GOAL OF THE EXERCISE - Look in the data below for the line that contains "Target: bare leg". Copy that line and the remaining lines exactly.

start AVAILABLE RECORDS

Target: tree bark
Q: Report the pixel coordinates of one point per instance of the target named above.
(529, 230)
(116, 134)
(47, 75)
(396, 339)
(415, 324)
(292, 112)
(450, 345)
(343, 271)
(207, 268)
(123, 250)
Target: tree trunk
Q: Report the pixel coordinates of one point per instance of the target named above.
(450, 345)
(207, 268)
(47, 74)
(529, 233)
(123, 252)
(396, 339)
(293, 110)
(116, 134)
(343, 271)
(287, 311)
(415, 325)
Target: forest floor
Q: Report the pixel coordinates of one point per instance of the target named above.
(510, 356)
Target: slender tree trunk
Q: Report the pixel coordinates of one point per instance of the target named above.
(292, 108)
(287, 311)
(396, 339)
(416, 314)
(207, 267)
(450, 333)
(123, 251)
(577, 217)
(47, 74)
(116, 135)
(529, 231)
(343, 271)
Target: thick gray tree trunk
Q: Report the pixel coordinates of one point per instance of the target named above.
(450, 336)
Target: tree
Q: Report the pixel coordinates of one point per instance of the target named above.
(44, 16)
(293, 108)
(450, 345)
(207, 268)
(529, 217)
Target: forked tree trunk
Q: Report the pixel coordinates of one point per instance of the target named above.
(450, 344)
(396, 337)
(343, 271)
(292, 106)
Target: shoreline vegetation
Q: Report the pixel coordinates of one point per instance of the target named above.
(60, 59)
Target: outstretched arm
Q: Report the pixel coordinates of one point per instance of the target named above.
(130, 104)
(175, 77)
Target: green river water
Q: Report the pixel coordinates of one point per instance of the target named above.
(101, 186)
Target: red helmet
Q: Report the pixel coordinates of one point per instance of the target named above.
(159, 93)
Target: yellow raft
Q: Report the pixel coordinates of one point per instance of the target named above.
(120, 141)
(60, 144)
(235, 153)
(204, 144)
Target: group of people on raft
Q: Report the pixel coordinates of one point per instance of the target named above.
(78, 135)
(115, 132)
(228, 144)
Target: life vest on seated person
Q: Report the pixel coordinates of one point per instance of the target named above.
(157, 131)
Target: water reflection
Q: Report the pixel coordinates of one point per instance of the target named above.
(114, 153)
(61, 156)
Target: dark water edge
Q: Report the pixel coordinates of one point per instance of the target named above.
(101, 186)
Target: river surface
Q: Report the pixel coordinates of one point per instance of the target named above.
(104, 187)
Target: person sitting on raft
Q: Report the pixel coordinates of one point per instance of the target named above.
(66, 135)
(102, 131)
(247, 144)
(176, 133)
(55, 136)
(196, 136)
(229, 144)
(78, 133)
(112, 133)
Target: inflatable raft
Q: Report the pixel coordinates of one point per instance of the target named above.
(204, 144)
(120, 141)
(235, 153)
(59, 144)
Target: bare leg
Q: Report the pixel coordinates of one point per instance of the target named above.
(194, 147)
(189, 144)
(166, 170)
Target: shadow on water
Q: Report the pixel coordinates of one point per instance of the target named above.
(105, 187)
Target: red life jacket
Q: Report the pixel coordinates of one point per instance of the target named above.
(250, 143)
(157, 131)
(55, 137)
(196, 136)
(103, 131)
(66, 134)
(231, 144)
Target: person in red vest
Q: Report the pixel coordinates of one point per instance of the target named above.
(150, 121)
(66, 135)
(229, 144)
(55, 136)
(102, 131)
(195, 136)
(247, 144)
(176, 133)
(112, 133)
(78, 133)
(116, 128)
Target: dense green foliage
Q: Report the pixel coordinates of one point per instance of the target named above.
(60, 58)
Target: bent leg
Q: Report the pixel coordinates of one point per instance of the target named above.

end AVAILABLE RECORDS

RESPONSE TO THIS EXERCISE -
Target: bare leg
Q: Report the pixel coordinates of one point per instance of the target named above.
(194, 147)
(189, 144)
(166, 170)
Target: shadow on water
Q: Report the pixel coordinates of one point per instance of the target named above.
(105, 187)
Target: red life jacket
Q: Report the pixel coordinates of one point per instance of the target named above.
(250, 143)
(157, 131)
(55, 137)
(196, 136)
(103, 131)
(66, 134)
(231, 144)
Target: person in red vest
Q: Report the pixel coordinates of one point per instance of the target named above.
(150, 121)
(66, 135)
(229, 144)
(55, 136)
(102, 131)
(195, 136)
(247, 144)
(176, 133)
(112, 133)
(78, 133)
(116, 128)
Target: dense green foliage
Q: Report the pixel coordinates of one point per instance of the target named above.
(60, 58)
Target: bent leg
Q: Report the pixel coordinates of one point per instance of the target named above.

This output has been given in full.